[Opening Input data section]

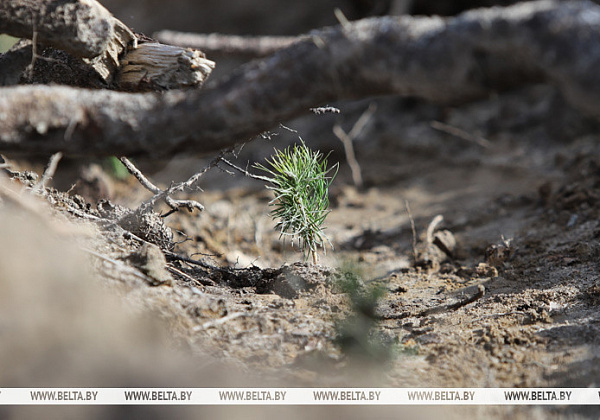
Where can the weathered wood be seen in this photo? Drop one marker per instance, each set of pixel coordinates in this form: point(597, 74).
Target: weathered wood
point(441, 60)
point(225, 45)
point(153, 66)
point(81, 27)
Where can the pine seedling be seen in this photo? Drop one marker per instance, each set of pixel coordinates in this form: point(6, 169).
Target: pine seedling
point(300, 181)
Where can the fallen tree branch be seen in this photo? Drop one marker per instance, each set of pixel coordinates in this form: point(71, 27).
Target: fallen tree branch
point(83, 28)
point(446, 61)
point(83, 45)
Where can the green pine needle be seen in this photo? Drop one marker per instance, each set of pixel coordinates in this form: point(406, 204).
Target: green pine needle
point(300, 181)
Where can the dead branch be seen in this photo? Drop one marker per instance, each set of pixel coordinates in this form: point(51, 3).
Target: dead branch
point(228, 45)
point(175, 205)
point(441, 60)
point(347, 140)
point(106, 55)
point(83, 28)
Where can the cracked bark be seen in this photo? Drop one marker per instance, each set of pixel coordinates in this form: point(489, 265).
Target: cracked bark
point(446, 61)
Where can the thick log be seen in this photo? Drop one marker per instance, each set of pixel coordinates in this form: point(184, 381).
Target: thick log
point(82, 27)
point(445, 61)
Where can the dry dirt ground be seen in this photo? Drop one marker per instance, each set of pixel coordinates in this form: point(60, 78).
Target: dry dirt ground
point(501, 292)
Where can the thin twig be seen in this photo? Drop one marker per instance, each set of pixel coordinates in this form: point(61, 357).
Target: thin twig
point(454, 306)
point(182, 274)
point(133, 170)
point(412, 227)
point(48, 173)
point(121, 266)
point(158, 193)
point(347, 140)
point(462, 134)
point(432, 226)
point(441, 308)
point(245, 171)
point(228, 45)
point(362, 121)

[Closing Input data section]
[Opening Input data section]

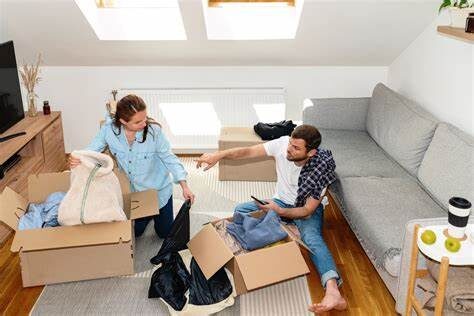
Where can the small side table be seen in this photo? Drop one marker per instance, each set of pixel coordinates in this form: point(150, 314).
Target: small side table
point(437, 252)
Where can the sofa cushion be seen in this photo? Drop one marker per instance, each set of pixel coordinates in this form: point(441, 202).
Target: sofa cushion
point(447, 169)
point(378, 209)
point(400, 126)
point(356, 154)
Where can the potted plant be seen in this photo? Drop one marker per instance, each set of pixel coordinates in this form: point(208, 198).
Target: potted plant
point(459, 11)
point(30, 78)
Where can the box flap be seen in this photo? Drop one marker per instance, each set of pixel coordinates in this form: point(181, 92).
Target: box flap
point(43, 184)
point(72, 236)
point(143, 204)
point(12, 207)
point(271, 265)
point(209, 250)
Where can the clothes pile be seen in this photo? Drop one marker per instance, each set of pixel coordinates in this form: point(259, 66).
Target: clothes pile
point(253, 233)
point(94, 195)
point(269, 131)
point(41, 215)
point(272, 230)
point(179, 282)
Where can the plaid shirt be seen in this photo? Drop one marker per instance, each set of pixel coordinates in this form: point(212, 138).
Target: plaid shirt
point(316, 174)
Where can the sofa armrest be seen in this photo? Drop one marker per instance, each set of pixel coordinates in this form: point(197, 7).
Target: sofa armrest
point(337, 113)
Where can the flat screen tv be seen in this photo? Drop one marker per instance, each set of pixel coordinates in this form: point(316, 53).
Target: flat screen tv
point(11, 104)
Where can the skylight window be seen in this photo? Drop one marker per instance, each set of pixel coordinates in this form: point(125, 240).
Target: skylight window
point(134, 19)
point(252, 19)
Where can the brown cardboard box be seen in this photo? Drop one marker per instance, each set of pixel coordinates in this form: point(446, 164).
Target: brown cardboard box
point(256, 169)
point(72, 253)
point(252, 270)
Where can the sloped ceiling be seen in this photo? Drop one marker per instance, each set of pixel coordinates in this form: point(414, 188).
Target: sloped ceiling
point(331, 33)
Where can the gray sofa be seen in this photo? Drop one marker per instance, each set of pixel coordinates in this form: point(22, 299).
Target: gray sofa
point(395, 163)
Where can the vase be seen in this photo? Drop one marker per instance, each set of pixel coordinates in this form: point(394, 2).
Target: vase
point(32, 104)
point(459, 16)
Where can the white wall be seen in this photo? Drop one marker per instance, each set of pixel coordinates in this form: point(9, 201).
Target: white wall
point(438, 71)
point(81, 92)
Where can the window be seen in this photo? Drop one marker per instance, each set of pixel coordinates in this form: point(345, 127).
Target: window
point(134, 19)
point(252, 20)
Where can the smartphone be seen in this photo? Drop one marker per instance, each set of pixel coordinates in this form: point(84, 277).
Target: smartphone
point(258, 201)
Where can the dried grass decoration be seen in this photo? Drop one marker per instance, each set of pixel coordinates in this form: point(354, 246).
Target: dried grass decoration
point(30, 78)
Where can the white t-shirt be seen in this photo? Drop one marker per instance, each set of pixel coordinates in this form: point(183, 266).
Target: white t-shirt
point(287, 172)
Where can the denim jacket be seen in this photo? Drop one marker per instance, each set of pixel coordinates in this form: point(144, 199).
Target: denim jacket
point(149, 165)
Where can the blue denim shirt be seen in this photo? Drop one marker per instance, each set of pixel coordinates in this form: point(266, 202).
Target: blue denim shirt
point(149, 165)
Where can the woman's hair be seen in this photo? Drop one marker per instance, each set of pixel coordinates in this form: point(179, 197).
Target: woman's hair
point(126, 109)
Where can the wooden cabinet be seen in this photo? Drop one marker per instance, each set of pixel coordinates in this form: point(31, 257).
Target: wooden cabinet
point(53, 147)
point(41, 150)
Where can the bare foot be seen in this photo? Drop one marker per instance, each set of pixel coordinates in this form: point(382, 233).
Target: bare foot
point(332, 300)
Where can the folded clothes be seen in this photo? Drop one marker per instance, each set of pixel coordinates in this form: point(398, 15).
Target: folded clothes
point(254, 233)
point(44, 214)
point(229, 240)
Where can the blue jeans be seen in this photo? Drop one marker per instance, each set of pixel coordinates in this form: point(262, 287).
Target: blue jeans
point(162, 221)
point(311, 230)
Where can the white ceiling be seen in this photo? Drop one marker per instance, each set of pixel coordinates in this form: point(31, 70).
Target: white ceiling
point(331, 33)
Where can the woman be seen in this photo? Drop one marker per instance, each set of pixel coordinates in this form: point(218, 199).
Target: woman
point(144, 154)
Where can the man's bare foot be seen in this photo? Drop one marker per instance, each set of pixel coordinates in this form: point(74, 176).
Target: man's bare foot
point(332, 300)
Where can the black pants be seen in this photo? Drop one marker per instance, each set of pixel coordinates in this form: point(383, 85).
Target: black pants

[Closing Input data section]
[Opening Input data section]

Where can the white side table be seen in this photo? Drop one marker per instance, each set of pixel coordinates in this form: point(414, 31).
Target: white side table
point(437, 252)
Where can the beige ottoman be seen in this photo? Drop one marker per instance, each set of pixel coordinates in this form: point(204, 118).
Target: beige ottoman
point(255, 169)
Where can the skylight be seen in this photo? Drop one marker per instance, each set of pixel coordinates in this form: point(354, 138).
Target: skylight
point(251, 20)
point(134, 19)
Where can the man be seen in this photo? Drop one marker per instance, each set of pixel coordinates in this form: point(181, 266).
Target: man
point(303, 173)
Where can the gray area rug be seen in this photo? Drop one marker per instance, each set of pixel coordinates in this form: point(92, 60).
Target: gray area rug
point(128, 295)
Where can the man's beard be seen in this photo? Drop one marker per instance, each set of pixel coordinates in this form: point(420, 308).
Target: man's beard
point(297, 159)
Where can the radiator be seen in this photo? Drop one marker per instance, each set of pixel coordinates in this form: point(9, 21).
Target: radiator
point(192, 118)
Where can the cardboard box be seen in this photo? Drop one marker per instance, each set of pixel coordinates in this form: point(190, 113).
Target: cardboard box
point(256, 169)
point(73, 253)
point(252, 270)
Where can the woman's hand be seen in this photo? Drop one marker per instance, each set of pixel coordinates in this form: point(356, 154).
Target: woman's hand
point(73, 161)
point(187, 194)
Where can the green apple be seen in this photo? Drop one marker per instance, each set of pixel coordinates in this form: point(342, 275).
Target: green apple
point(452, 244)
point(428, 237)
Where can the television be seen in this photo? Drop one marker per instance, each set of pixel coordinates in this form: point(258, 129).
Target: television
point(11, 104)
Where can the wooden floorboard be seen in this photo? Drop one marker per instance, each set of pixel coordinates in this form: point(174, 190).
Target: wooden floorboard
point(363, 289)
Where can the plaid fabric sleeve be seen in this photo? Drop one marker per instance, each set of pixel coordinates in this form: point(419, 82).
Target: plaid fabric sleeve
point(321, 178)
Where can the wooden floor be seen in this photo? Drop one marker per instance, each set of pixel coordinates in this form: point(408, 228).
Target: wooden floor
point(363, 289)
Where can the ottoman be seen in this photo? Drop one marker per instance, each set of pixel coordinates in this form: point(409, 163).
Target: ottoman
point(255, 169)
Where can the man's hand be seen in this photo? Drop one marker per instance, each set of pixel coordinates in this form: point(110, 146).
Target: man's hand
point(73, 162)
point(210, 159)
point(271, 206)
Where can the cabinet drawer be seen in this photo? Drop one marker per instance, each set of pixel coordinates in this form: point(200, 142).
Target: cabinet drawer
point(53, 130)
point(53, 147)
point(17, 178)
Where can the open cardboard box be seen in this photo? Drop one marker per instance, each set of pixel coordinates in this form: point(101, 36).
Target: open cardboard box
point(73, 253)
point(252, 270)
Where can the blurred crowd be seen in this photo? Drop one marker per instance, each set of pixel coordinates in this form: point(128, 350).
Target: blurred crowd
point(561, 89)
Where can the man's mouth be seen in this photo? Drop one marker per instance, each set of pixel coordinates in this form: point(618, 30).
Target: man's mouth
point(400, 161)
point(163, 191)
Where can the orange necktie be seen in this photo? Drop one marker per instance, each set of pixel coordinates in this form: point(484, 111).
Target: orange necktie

[Closing Input data section]

→ Exercise instructions
The lines to extract from the data above begin with the line containing "Where can the orange" and end with the line containing "Target: orange necktie". Extract them exactly, including both.

→ Output of the exercise
Where can the orange necktie be seen in this photo? Drop one marker per instance, each set of pixel coordinates in this form: point(484, 111).
Target: orange necktie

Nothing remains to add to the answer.